Recorded information START

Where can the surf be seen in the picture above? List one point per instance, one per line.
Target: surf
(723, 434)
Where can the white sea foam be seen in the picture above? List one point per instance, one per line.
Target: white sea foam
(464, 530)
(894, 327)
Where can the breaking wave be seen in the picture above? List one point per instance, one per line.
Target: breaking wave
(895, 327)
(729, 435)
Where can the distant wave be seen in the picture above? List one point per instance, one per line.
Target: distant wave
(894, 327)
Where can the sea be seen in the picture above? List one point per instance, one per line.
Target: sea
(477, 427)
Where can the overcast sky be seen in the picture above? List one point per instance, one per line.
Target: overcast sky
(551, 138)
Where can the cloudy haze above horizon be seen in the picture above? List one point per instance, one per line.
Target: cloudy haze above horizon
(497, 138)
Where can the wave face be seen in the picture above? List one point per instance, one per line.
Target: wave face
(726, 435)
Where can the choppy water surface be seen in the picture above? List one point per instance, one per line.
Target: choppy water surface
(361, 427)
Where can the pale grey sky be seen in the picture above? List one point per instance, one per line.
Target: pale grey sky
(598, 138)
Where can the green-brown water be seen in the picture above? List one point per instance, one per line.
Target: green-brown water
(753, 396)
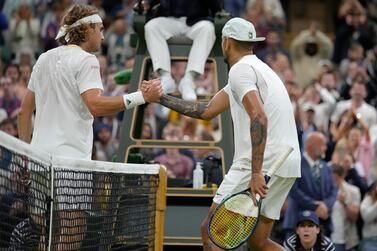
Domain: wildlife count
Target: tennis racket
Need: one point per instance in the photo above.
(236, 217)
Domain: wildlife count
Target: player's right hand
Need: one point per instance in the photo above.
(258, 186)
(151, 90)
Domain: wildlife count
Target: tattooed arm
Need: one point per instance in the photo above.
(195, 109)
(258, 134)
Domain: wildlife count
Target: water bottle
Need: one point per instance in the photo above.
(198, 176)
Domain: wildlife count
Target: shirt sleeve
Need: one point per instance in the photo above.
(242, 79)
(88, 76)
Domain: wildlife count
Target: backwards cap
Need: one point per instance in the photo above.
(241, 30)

Recorded information END
Recorded information START

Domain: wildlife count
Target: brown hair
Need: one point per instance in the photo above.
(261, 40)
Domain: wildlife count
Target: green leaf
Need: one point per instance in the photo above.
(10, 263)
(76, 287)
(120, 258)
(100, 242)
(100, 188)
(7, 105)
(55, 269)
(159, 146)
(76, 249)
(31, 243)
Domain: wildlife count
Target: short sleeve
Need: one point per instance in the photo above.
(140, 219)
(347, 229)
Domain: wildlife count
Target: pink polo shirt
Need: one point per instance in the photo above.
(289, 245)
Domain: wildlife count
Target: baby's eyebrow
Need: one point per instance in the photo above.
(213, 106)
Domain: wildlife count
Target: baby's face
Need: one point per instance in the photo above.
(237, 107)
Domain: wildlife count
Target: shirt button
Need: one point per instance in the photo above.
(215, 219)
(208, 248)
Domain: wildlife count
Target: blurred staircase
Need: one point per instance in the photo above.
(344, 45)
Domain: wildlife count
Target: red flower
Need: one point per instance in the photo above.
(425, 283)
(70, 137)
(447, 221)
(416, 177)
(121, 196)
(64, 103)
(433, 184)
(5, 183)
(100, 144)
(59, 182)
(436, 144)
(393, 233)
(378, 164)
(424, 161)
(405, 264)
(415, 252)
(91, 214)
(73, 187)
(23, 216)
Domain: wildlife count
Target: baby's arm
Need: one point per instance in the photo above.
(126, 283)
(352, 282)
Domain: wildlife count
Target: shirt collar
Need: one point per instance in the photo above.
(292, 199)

Recorded information END

Exercise goal => Your task is to list each line of the records with the word "seen".

Task answer =>
Where can the surf be seen in the picture above? List one point per instance, one per line.
Where can the white sea foam be seen in the picture above? List one point per instance, one per line.
Where can the breaking wave be seen in the picture above? List one point per instance, one per line.
Where can the distant wave be seen in the picture above? List one point per instance, one per line.
Where can the sea be seen in the picture above? List one point per instance, one per line.
Where can the overcast sky be seen in the picture above? List one point per instance, one per line.
Where can the cloudy haze above horizon be seen in the picture above? List one point per instance, one per line.
Where can the wave face be seen in the picture above? List one point per instance, one per line.
Where can the choppy water surface be seen in the picture above? List one point per instance, one per line.
Where can the pale grey sky be seen in the picture above? List one point per instance, one per line.
Where can the green-brown water be seen in the picture above? List one point per instance, one per line.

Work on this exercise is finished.